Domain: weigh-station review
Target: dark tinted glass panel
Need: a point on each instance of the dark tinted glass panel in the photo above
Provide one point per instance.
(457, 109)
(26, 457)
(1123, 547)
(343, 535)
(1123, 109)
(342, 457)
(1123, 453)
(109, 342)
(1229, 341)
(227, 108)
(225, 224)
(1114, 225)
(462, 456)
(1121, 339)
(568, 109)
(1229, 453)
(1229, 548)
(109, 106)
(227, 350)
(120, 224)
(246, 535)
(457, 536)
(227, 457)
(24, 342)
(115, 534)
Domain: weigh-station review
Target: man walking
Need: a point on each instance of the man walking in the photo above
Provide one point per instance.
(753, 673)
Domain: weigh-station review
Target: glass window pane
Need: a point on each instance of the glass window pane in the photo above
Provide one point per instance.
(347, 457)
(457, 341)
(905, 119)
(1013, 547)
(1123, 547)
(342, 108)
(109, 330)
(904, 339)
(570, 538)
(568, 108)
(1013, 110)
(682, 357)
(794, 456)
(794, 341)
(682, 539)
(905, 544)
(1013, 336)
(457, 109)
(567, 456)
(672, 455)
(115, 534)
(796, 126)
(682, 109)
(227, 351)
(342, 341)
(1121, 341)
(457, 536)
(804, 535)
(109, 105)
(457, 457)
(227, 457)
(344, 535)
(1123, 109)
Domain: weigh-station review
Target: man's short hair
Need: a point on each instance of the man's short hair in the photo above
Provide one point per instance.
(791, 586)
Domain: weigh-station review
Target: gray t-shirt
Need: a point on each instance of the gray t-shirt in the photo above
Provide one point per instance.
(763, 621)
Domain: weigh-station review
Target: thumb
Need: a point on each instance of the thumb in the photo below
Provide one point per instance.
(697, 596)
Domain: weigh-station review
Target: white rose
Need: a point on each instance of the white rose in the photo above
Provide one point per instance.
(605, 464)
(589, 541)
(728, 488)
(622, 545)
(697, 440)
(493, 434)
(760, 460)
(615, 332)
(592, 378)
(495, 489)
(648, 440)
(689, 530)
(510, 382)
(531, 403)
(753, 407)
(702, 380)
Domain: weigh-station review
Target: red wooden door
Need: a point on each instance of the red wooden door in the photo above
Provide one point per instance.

____________________

• [To be done] Extract every line in the entries above that contains the string "shirt", matching case exactly.

• [Problem solution]
Target: gray t-shirt
Need: a point on each instance of the gray t-shirt in the photo above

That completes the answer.